=== What you have to do ===
Restate the listing that follows word for word, without its pictures.

## START Extracted entries

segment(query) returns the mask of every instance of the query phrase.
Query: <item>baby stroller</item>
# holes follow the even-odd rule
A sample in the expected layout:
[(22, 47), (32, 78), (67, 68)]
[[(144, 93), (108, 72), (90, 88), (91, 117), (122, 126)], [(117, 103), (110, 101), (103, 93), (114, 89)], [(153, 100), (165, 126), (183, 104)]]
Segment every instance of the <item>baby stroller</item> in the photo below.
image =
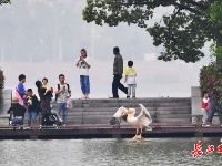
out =
[(51, 114), (49, 115), (49, 125), (50, 126), (61, 126), (62, 118), (59, 116), (56, 110), (51, 110)]

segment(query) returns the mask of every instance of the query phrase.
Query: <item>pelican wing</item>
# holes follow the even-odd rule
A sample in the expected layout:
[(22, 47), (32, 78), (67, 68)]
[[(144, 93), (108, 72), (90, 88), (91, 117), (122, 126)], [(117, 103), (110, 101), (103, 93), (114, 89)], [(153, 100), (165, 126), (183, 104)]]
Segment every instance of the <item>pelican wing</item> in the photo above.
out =
[(128, 110), (125, 107), (123, 107), (123, 106), (121, 106), (120, 108), (118, 108), (118, 111), (115, 112), (115, 114), (110, 120), (110, 125), (112, 125), (112, 126), (119, 126), (120, 123), (121, 123), (121, 116), (127, 111)]
[(121, 117), (123, 113), (128, 112), (128, 110), (123, 106), (121, 106), (120, 108), (118, 108), (118, 111), (115, 112), (115, 114), (113, 115), (113, 117)]
[(141, 112), (137, 118), (147, 126), (152, 122), (152, 117), (150, 116), (150, 113), (142, 104), (139, 104), (139, 106), (141, 108)]

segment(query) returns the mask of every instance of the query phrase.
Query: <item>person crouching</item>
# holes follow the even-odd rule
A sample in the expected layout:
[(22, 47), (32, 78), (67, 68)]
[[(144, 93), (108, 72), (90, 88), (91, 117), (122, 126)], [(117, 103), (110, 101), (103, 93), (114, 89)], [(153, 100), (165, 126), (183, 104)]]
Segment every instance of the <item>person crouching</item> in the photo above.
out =
[(31, 120), (37, 118), (39, 108), (39, 100), (33, 94), (32, 89), (27, 90), (27, 106), (28, 106), (28, 125), (31, 125)]
[(7, 111), (8, 114), (12, 114), (12, 125), (23, 125), (26, 108), (19, 104), (19, 98), (13, 96), (11, 100), (11, 107)]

## END Extracted entries

=== Exercise response ===
segment(query) returns the mask of every instance of the query phrase.
Query: <item>baby stroller</item>
# holes follow the even-odd rule
A sample in the expected layout:
[(22, 47), (32, 78), (67, 68)]
[[(144, 93), (108, 72), (90, 88), (91, 117), (122, 126)], [(117, 103), (110, 101), (103, 93), (114, 89)], [(153, 100), (165, 126), (183, 104)]]
Segment every instance of the <item>baby stroller</item> in the photo below.
image =
out =
[(51, 114), (49, 115), (49, 125), (50, 126), (61, 126), (62, 118), (59, 116), (56, 110), (51, 110)]

segment(query) returns the mask of every instance of the query phrase.
Query: <item>pelican wing</item>
# holes follow the even-odd rule
A sample in the expected layout:
[(22, 47), (32, 78), (67, 68)]
[[(144, 93), (108, 72), (90, 88), (91, 117), (122, 126)], [(117, 103), (110, 101), (103, 93), (114, 89)], [(153, 100), (165, 126), (183, 104)]]
Segment every instance of the <item>pelican wing</item> in the photo above.
out =
[(128, 110), (125, 107), (123, 107), (123, 106), (121, 106), (120, 108), (118, 108), (118, 111), (115, 112), (115, 114), (110, 120), (110, 125), (112, 125), (112, 126), (119, 126), (120, 123), (121, 123), (121, 116), (127, 111)]
[(121, 117), (123, 113), (128, 112), (128, 110), (123, 106), (121, 106), (120, 108), (118, 108), (118, 111), (115, 112), (115, 114), (113, 115), (113, 117)]
[(141, 112), (137, 118), (147, 126), (152, 122), (152, 117), (150, 116), (150, 113), (142, 104), (139, 104), (139, 106), (141, 108)]

segment(query) returns the mask of every instance of the query phrase.
Query: <item>person crouching</item>
# holes follow the even-odd rule
A sample in the expected layout:
[(22, 47), (32, 78), (67, 68)]
[[(144, 93), (108, 72), (90, 88), (91, 117), (122, 126)], [(117, 103), (110, 101), (103, 93), (114, 89)], [(153, 100), (165, 126), (183, 104)]]
Segment every instance of the <item>person crouching</item> in the photo above.
out =
[(31, 120), (37, 118), (39, 108), (39, 100), (33, 94), (32, 89), (27, 90), (27, 106), (28, 106), (28, 125), (31, 125)]
[(7, 111), (8, 114), (12, 114), (12, 125), (23, 125), (26, 108), (19, 104), (19, 98), (13, 96), (11, 100), (11, 107)]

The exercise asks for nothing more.